UNISECは小型衛星とロケットという宇宙工学の分野において、“実践的な宇宙工学活動の実現”を支援することを目的として設立された特定非営利活動法人(NPO)です。 現在34の大学・高専からの45の団体が加盟しており、約600名の学生会員と300ほどの個人・法人NPO会員より構成される、非常に大規模なNPO組織となっております。 UNISECのビジョンは世界に共有され、2011年には「100カ国構想Vision 2020-100」を発表、そして2013年にはUNISEC-Globalを設立し、現在20のローカルチャプター、54のポイント・オブ・コンタクトが加盟するに至っています。 また、このような国際的な活動が評価され、2017年には国際宇宙空間平和利用委員会にてUNISEC-Globalが常任オブザーバとして承認されました。 UNISECは2018年には東京都より「認定 特定非営利活動法人」として認定され、その活動基盤を強固なものとしてきております。 更には、国際宇宙大学、エジプト宇宙庁等とのMOUを締結するなど、国際宇宙教育活動に益々力をいれてきているところです。 このような中で、従来のUNISECはUNISEC-Japanとして位置付けられ、その活動は世界の注目を集めるものとなっているのは事実であり、強力なリーダーシップと明確なビジョンを打ち出していくことが求められています。 UNISEC-Japanの組織としては、19名で構成される理事会を中心に、国際委員会、国際委員会アドバイザリーボード、各種委員会及びワーキンググループ、そして学生組織であるUNISON(UNISEC Student Organization)と卒業生組織であるUNISAS(UNISEC Alumni Association)から構成されております。 UNISECの活動にはUNISONが中心となって運営しているものが少なくなく、UNISONの担う役割は大変重要なものとなっています。 これらの関係については宮崎康行 前理事長のご挨拶をご覧ください。 UNISONを構成する学生会員は、国際的な宇宙工学活動の場で主体的に活躍することが期待されています。
八坂哲雄 初代理事長のご挨拶にありますように、UNISECは1.協働し成長する人材育成、2.常識や前例に縛られない技術開発、3.宇宙開発の裾野を広げるアウトリーチの3つのミッションを掲げて発足いたしました。 その後、中須賀真一 第二代理事長の代において特に人材育成と技術開発に重点を置く方針が打ち出され、ただ単に宇宙に挑戦するだけではなく、「信頼性の高い、しっかり動く物を作れる人材と技術を育てること」の重要性が明確に唱えられました。 そして、中須賀教授が主導された「ほどよしプロジェクト」において、特に超小型衛星の技術水準は格段に向上し、国内の宇宙機器サプライチェーンの充実と、多種多様なスピンアウトプロジェクトが立ち上がりました。 一方で、その後宇宙がより身近になったことの弊害か、UNISEC加盟団体間の相互支援の活動が薄れ、「本気で宇宙を目指す研究者」の交流が滞るという状況を経験致しました。 「本気で宇宙を目指すこと」を徹底するという原点回帰の方針を打ち出された際の永田晴紀 第三代理事長のご挨拶にそのときの様子が記されています。 このように、UNISECは必ずしも順風満帆な時代だけではなく、大きな葛藤を乗り越え今日に至っており、これからのUNISECの存在価値を決めるのは、我々自身であるということを強く認識していく必要があります。

記録の抜粋 >>
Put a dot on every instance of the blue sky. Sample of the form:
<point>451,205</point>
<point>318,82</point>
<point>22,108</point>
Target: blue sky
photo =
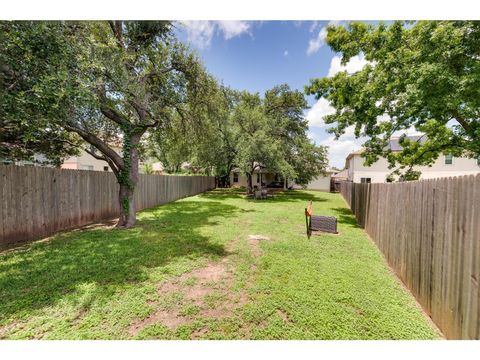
<point>256,56</point>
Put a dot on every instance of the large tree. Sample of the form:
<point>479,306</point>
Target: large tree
<point>273,135</point>
<point>111,81</point>
<point>28,52</point>
<point>423,75</point>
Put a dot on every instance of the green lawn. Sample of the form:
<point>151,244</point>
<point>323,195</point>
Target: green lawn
<point>190,270</point>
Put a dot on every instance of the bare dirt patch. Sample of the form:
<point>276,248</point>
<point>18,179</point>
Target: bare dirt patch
<point>254,241</point>
<point>207,289</point>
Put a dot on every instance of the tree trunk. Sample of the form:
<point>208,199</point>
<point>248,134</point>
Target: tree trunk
<point>127,207</point>
<point>249,184</point>
<point>128,179</point>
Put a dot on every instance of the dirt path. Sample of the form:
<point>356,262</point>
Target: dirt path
<point>205,292</point>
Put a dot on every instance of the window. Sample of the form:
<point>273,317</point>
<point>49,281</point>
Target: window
<point>448,159</point>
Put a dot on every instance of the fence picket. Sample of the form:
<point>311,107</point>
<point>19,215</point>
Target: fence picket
<point>37,202</point>
<point>429,232</point>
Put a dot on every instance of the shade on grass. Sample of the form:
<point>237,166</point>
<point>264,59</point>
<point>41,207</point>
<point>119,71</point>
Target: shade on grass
<point>93,284</point>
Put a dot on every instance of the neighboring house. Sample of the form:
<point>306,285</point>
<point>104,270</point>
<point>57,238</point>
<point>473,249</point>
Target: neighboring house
<point>260,176</point>
<point>267,178</point>
<point>445,166</point>
<point>85,161</point>
<point>323,182</point>
<point>341,175</point>
<point>38,160</point>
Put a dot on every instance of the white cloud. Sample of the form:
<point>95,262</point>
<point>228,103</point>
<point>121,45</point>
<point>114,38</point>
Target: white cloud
<point>316,43</point>
<point>315,115</point>
<point>231,29</point>
<point>200,33</point>
<point>356,63</point>
<point>314,26</point>
<point>339,149</point>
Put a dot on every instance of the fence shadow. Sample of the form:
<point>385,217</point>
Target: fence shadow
<point>346,217</point>
<point>42,274</point>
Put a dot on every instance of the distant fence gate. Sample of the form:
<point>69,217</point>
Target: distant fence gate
<point>429,232</point>
<point>37,201</point>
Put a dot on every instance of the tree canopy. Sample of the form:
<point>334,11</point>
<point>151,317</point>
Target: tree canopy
<point>423,75</point>
<point>250,132</point>
<point>104,82</point>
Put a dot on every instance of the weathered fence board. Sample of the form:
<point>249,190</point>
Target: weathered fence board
<point>429,232</point>
<point>37,202</point>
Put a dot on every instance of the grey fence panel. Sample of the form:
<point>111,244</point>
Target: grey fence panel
<point>429,233</point>
<point>36,202</point>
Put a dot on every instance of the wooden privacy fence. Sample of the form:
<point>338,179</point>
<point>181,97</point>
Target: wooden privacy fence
<point>429,232</point>
<point>37,202</point>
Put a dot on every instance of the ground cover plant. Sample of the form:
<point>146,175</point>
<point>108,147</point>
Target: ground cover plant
<point>213,266</point>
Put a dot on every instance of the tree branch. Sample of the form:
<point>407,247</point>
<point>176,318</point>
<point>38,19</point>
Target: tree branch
<point>106,110</point>
<point>98,143</point>
<point>116,27</point>
<point>104,158</point>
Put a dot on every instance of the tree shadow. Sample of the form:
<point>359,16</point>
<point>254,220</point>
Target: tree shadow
<point>346,217</point>
<point>291,196</point>
<point>43,273</point>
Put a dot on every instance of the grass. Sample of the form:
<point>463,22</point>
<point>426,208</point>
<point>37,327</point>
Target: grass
<point>94,284</point>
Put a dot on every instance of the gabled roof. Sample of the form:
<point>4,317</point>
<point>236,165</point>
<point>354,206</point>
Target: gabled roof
<point>394,143</point>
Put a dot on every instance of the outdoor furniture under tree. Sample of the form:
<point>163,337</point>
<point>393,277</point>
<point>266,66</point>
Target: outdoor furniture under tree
<point>319,222</point>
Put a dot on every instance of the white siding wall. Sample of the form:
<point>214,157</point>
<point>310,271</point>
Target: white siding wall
<point>379,171</point>
<point>320,183</point>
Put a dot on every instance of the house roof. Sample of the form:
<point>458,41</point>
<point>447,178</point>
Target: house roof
<point>393,144</point>
<point>341,174</point>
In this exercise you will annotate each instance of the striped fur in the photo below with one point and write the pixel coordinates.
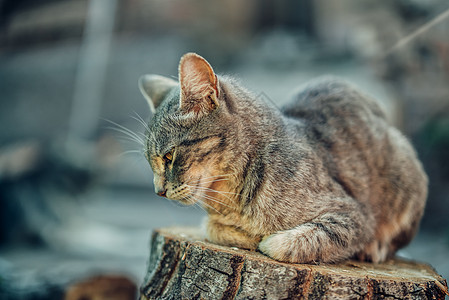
(321, 180)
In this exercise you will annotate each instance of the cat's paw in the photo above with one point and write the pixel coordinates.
(276, 246)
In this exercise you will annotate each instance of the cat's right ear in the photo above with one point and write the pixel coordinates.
(154, 88)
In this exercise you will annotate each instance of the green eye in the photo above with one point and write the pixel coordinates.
(168, 157)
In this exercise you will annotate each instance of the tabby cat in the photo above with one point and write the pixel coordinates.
(321, 180)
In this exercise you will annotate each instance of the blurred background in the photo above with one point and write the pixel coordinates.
(76, 194)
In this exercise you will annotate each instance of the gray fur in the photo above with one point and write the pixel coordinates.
(323, 179)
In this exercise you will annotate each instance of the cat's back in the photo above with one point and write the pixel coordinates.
(369, 158)
(328, 98)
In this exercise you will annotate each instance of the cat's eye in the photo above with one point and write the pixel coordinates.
(168, 157)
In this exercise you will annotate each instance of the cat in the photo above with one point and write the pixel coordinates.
(323, 179)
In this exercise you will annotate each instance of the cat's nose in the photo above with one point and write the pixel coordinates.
(162, 193)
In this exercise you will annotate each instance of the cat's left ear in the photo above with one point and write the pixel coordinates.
(199, 85)
(154, 88)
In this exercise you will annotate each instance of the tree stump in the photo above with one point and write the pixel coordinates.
(182, 265)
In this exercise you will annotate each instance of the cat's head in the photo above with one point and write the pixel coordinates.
(188, 136)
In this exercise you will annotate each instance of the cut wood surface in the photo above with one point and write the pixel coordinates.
(182, 265)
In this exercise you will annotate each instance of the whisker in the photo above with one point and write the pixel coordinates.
(216, 191)
(141, 121)
(130, 152)
(127, 131)
(216, 180)
(129, 139)
(210, 206)
(222, 175)
(216, 201)
(131, 135)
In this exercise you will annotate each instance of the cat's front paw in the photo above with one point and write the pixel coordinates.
(275, 246)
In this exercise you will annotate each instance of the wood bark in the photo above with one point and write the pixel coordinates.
(182, 265)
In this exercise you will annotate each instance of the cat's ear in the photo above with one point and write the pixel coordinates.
(154, 88)
(199, 91)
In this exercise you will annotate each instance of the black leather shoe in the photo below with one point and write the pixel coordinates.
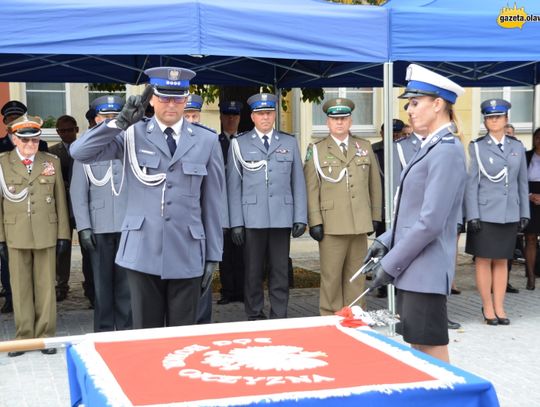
(223, 301)
(453, 325)
(7, 308)
(490, 321)
(503, 321)
(511, 289)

課題の目的 >> 元の文章では、UNISEC-Globalは何年に設立されたとありますか。

解答例 >> 2013年